>> Begin DATASET RECORDS

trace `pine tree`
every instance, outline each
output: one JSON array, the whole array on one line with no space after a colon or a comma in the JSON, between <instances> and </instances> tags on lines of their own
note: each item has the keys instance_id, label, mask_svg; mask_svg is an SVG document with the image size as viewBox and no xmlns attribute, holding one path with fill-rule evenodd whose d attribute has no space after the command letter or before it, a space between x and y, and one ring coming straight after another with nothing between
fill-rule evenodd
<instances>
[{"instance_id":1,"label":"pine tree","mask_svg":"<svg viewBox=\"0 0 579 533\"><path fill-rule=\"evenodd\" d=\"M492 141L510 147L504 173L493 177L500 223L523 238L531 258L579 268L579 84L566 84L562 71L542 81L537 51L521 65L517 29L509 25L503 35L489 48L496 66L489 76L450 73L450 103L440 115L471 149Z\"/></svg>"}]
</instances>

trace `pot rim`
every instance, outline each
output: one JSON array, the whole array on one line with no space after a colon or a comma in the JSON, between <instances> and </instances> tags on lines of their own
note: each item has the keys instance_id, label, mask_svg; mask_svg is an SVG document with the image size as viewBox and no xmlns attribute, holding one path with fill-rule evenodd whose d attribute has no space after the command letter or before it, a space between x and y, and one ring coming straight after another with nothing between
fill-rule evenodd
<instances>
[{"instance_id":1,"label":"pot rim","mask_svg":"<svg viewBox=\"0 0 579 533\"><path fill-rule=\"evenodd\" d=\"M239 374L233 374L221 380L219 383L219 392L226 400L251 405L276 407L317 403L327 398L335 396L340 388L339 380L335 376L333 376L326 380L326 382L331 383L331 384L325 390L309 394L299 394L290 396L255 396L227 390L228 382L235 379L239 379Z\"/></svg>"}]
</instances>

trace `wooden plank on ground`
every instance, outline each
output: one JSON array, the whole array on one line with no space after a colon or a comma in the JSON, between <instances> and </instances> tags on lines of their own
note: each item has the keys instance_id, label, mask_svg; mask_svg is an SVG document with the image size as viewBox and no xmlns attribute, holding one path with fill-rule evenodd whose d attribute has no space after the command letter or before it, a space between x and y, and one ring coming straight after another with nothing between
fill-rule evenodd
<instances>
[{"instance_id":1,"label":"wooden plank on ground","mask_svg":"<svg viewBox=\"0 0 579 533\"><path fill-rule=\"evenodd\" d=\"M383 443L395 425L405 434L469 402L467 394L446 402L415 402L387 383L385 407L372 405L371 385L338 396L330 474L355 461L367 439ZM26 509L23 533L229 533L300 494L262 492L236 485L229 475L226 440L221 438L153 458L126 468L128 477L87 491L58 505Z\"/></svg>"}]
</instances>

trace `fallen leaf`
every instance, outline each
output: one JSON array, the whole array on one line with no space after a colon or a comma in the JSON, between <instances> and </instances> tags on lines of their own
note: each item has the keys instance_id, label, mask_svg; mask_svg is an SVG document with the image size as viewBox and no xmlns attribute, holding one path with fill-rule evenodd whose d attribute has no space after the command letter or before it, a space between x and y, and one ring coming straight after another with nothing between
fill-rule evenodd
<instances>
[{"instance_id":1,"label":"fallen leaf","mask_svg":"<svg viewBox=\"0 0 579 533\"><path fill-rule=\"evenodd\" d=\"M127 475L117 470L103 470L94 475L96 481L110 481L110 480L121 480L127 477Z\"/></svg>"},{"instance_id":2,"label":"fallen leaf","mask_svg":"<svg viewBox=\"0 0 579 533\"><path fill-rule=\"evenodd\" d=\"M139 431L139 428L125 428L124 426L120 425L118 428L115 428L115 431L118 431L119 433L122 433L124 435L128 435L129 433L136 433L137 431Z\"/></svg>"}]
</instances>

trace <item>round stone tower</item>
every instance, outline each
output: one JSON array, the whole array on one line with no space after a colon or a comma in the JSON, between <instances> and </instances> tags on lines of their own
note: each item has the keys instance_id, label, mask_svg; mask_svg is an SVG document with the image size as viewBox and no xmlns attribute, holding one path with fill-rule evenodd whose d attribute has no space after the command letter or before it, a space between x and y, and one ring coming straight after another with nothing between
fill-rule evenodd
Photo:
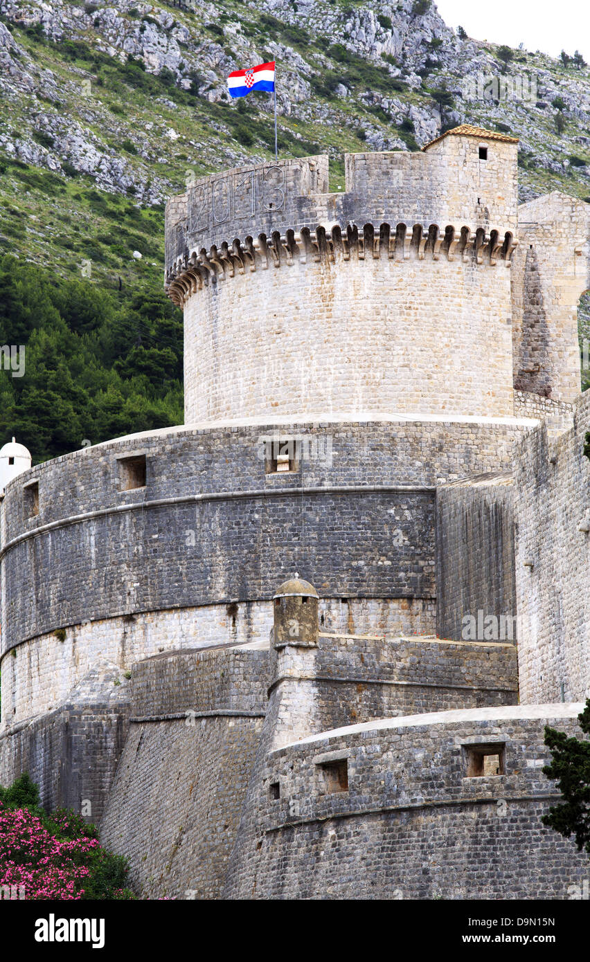
<instances>
[{"instance_id":1,"label":"round stone tower","mask_svg":"<svg viewBox=\"0 0 590 962\"><path fill-rule=\"evenodd\" d=\"M466 126L420 153L347 155L344 193L312 157L172 198L185 421L513 415L516 151Z\"/></svg>"}]
</instances>

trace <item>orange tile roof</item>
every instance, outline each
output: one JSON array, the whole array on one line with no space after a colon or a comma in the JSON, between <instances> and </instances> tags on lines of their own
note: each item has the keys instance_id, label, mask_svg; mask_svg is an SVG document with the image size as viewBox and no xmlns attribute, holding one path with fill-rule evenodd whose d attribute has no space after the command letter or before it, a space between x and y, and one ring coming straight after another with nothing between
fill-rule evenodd
<instances>
[{"instance_id":1,"label":"orange tile roof","mask_svg":"<svg viewBox=\"0 0 590 962\"><path fill-rule=\"evenodd\" d=\"M426 150L433 143L438 143L444 137L449 137L451 134L456 134L459 137L476 137L479 140L501 140L503 143L518 143L519 141L518 137L508 137L507 134L500 134L497 130L484 130L483 127L474 127L471 123L462 123L460 127L453 127L452 130L448 130L445 134L435 137L434 140L424 143L422 149Z\"/></svg>"}]
</instances>

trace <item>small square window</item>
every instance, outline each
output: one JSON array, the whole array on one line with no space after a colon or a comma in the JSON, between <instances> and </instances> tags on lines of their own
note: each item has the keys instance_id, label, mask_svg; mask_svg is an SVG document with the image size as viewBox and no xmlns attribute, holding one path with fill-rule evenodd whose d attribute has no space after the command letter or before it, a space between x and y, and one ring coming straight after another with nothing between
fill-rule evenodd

>> End DATASET RECORDS

• **WRITTEN REQUEST**:
Reproduce the whole listing above word for word, leaving out the images.

• **REPLY TO THE TASK**:
trace `pine tree`
every instance, outline each
output: one JSON array, the whole array on one line with no space after a colon or a comma in the JSON, between <instances> and </instances> tags on lines of their own
note: each item has the keys instance_id, label, mask_svg; mask_svg is an SVG document with the image size as viewBox and no xmlns attribute, holding one path with fill-rule evenodd whose d attribute has no space after the command letter or before it, a space between x and y, and one ring coming straight after another with nothing between
fill-rule evenodd
<instances>
[{"instance_id":1,"label":"pine tree","mask_svg":"<svg viewBox=\"0 0 579 533\"><path fill-rule=\"evenodd\" d=\"M492 141L510 147L504 173L493 177L500 223L523 238L531 258L579 268L579 84L566 84L562 71L542 81L537 51L521 65L517 29L509 25L503 35L489 48L496 66L489 76L450 73L450 103L440 115L471 149Z\"/></svg>"}]
</instances>

trace `pot rim`
every instance, outline each
output: one JSON array, the whole array on one line with no space after a colon or a comma in the JSON, between <instances> and </instances> tags on lines of their own
note: each item has the keys instance_id, label, mask_svg; mask_svg is an SVG document with the image size as viewBox and no xmlns attribute, holding one path with fill-rule evenodd whose d attribute has no space after the command letter or before it, a space between x and y, and one ring coming straight after another with nothing between
fill-rule evenodd
<instances>
[{"instance_id":1,"label":"pot rim","mask_svg":"<svg viewBox=\"0 0 579 533\"><path fill-rule=\"evenodd\" d=\"M239 374L233 374L221 380L219 383L219 392L226 400L251 405L276 407L317 403L327 398L335 396L340 388L339 380L335 376L333 376L326 380L326 382L331 383L331 384L325 390L309 394L299 394L290 396L255 396L227 390L228 382L235 379L239 379Z\"/></svg>"}]
</instances>

trace `wooden plank on ground`
every instance, outline each
output: one JSON array, the whole array on one line with no space after a colon or a comma in the JSON, between <instances> and </instances> tags on lines of their own
note: each item has the keys instance_id, label, mask_svg; mask_svg is an SVG document with the image size as viewBox and no xmlns attribute, holding one path with fill-rule evenodd whose d attribute has no space after the command letter or before it, a space between x and y, and one ring coming straight after another with nothing between
fill-rule evenodd
<instances>
[{"instance_id":1,"label":"wooden plank on ground","mask_svg":"<svg viewBox=\"0 0 579 533\"><path fill-rule=\"evenodd\" d=\"M383 443L395 425L405 434L469 402L467 394L446 402L415 402L387 383L385 407L372 405L371 385L338 396L330 474L355 461L367 439ZM26 509L23 533L229 533L300 494L262 492L236 485L229 475L226 440L221 438L153 458L126 468L128 477L87 491L58 505Z\"/></svg>"}]
</instances>

trace `fallen leaf`
every instance, outline each
output: one JSON array, the whole array on one line with no space after a colon or a comma in the JSON, between <instances> and </instances> tags on lines of their own
note: each item has the keys instance_id, label, mask_svg; mask_svg is an SVG document with the image size as viewBox and no xmlns attribute, holding one path with fill-rule evenodd whose d attribute has no space after the command letter or before it, a space between x and y, and one ring coming straight after another with nothing between
fill-rule evenodd
<instances>
[{"instance_id":1,"label":"fallen leaf","mask_svg":"<svg viewBox=\"0 0 579 533\"><path fill-rule=\"evenodd\" d=\"M127 475L117 470L103 470L94 475L96 481L110 481L110 480L121 480L127 477Z\"/></svg>"},{"instance_id":2,"label":"fallen leaf","mask_svg":"<svg viewBox=\"0 0 579 533\"><path fill-rule=\"evenodd\" d=\"M139 431L139 428L125 428L124 426L120 425L118 428L115 428L115 431L118 431L119 433L122 433L124 435L128 435L129 433L136 433L137 431Z\"/></svg>"}]
</instances>

trace <item>round stone tower</item>
every instance, outline each
output: one JSON array, the whole array on one line with no space after a colon or a comma in the JSON, between <instances> and </instances> tags on lines of their own
note: each item has the keys instance_id, label, mask_svg; mask_svg is an SVG document with the image size as viewBox and no xmlns attribute, holding one path with fill-rule evenodd whose d attribute has no space after the command letter or before it, a space between x and y, and one ring coming straight after another with nothing between
fill-rule evenodd
Photo:
<instances>
[{"instance_id":1,"label":"round stone tower","mask_svg":"<svg viewBox=\"0 0 590 962\"><path fill-rule=\"evenodd\" d=\"M466 126L420 153L347 155L344 193L312 157L172 198L185 421L513 415L516 151Z\"/></svg>"}]
</instances>

trace <item>orange tile roof</item>
every instance, outline each
output: one JSON array, the whole array on one line with no space after a colon or a comma in the JSON, between <instances> and </instances> tags on lines of their own
note: each item has the keys instance_id, label, mask_svg; mask_svg is an SVG document with the image size as viewBox and no xmlns attribute, holding one path with fill-rule evenodd whose d attribute has no space after the command letter or before it, a space between x and y, and one ring coming straight after another with nothing between
fill-rule evenodd
<instances>
[{"instance_id":1,"label":"orange tile roof","mask_svg":"<svg viewBox=\"0 0 590 962\"><path fill-rule=\"evenodd\" d=\"M426 150L433 143L438 143L444 137L449 137L451 134L456 134L459 137L476 137L479 140L501 140L503 143L518 143L519 141L518 137L508 137L507 134L500 134L497 130L484 130L483 127L474 127L471 123L462 123L460 127L453 127L452 130L448 130L445 134L435 137L434 140L424 143L422 149Z\"/></svg>"}]
</instances>

trace <item>small square window</item>
every instance, outline each
output: one JSON array, the whole array on one line with no space after a colon or a comma in the JSON, between <instances> and </instances> tags on lines of their own
note: each item has the keys instance_id, label, mask_svg; mask_svg is an SVG document with the image size as viewBox and no xmlns attribute, holding one path with fill-rule evenodd whose d attribute has no space after the command letter or before it, a space between x and y, and one ring coming straight after another with nothing between
fill-rule evenodd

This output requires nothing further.